▶ _SHORT TASK A_
Summarize the forum thread on soffit vents in two sentences.
▶ _SHORT TASK B_
List every distinct username that posts in the forum thread on soffit vents.

▶ _EXCERPTED TEXT_

★ ★ ★ ★ ★ ★ ★

# Soffit vents?



## Supe (Sep 4, 2012)

For most of the summer, I have had a continuous drip coming out the drain from one of my roof's soffit vents. It's not pouring/gushing water, but it has been a steady drip for some time now, enough that my patio and shingles above the window beneath it are perpetually wet.

Is it typical to have that much water coming from a soffit vent during the summer months, or may this be an indicator of a bigger problem? Humidity in the house otherwise seems fine, no ceiling damage anywhere, etc.


----------



## MA_PE (Sep 4, 2012)

I'd say no. The soffit vents are air vents and water should not be dripping out. Do you have an attic mounted A/C unit? Could it be that the condensate is not evaporating quick enough and the pan is over flowing?

I'd investigate the source of the water. Water at the perimeter can go into the walls without showing up on the ceilings.


----------



## roadwreck (Sep 4, 2012)

Yea, I've never seen water dripping from a soffit vent. I have seen water dripping from our A/C overflow pipe, which is cut through a portion of the soffit. I think i'd investigate the source of the water if I were you.


----------



## IlPadrino (Sep 4, 2012)

+1 on the previous responses... soffit vents are supposed to prevent moisture accumulation under the roof!


----------



## Supe (Sep 4, 2012)

Sorry guys, poor choice of wording. It's the drain line from the air handler that goes out through the soffit below the roofline. I just dragged the ladder up there, and the drip pan is pretty much full. Looks like I need to have the AC folks come out and take a look at it.


----------



## MA_PE (Sep 4, 2012)

★ ★ ★ ★ ★ ★ ★

▶ _RAW RECORDS_

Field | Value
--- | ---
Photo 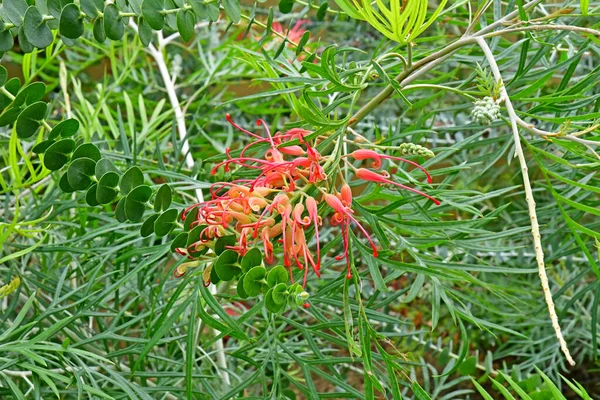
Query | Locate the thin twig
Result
[129,20,231,385]
[477,37,575,365]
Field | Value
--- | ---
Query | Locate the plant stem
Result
[477,37,575,365]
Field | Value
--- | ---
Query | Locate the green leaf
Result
[115,197,127,222]
[265,289,285,313]
[272,283,288,304]
[44,139,75,171]
[67,157,96,190]
[58,3,84,39]
[317,2,329,21]
[243,266,267,297]
[58,172,76,193]
[183,207,200,231]
[138,17,152,47]
[125,185,152,222]
[119,166,144,195]
[0,20,15,53]
[79,0,104,19]
[23,6,54,49]
[221,0,242,24]
[213,250,242,282]
[296,31,310,56]
[154,183,173,212]
[279,0,294,14]
[170,231,188,252]
[85,184,100,207]
[48,118,79,139]
[154,208,179,237]
[71,143,102,162]
[215,235,235,255]
[0,108,21,126]
[92,18,106,43]
[95,158,119,179]
[31,139,56,154]
[140,214,158,237]
[96,171,119,204]
[2,0,29,26]
[104,3,125,40]
[15,101,48,139]
[241,247,262,272]
[177,10,196,42]
[0,25,15,53]
[267,265,290,287]
[184,225,208,257]
[13,82,46,107]
[142,0,165,31]
[235,275,248,299]
[17,26,35,54]
[0,65,8,86]
[579,0,590,15]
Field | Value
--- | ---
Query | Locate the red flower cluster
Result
[179,115,439,285]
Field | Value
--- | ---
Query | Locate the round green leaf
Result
[58,3,83,39]
[267,265,289,287]
[23,6,54,49]
[241,247,262,272]
[15,101,48,139]
[279,0,294,14]
[104,3,125,40]
[94,158,119,179]
[0,21,15,53]
[273,283,288,304]
[125,185,152,222]
[138,17,152,47]
[317,2,329,21]
[154,208,179,237]
[265,289,284,313]
[2,0,28,26]
[0,65,8,86]
[215,235,235,255]
[85,182,100,207]
[0,108,21,126]
[183,207,200,231]
[243,266,267,297]
[44,139,75,171]
[48,118,79,139]
[171,232,188,252]
[93,18,106,43]
[210,266,221,285]
[115,197,127,222]
[71,143,102,162]
[154,183,173,212]
[13,82,46,107]
[67,157,96,190]
[17,26,35,53]
[177,10,196,42]
[140,214,158,237]
[185,225,208,257]
[79,0,104,19]
[96,171,119,204]
[31,140,56,154]
[142,0,165,31]
[119,167,144,194]
[47,0,73,19]
[58,172,75,193]
[235,275,248,299]
[213,250,242,282]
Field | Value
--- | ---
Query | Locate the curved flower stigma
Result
[175,114,440,286]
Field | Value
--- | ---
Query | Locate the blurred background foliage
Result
[0,0,600,399]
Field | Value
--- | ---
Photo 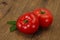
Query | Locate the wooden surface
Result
[0,0,60,40]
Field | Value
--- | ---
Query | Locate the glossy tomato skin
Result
[34,8,53,28]
[16,12,39,34]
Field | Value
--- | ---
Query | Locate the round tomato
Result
[34,8,53,28]
[16,12,39,34]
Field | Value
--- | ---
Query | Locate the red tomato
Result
[34,8,53,28]
[16,12,39,34]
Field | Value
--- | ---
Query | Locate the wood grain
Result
[0,0,60,40]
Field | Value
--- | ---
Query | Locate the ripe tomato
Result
[34,8,53,28]
[16,12,39,34]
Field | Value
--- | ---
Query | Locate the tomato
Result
[34,8,53,28]
[16,12,39,34]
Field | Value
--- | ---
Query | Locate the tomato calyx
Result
[40,10,45,14]
[24,20,28,23]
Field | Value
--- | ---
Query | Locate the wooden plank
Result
[0,0,60,40]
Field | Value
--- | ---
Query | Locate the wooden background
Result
[0,0,60,40]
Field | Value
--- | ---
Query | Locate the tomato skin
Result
[16,12,39,34]
[34,8,53,28]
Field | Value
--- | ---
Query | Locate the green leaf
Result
[7,21,16,25]
[10,25,17,32]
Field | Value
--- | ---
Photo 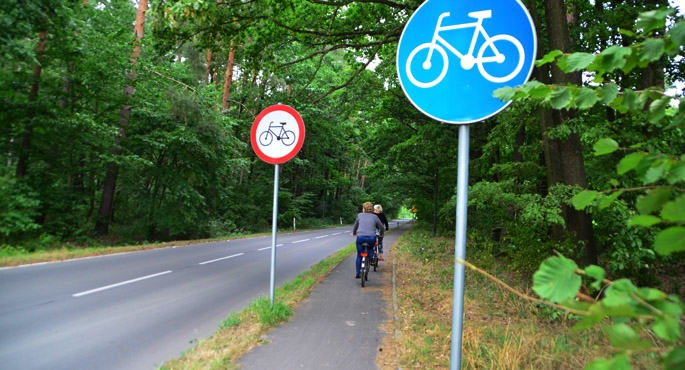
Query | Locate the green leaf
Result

★ ★ ★ ★ ★ ★ ★

▶ _WORKED ANSWER A_
A homeowner reports a steady summer-long drip from the drain at one of the roof's soffit vents, and other posters reply that soffit vents are air vents that should not drip water and recommend tracing the source, with one asking whether an attic A/C unit's condensate pan is overflowing. The homeowner then explains that the drip comes from the air handler's drain line running out through the soffit, finds the drip pan nearly full, and decides to call the AC technicians.

▶ _WORKED ANSWER B_
Supe
MA_PE
roadwreck
IlPadrino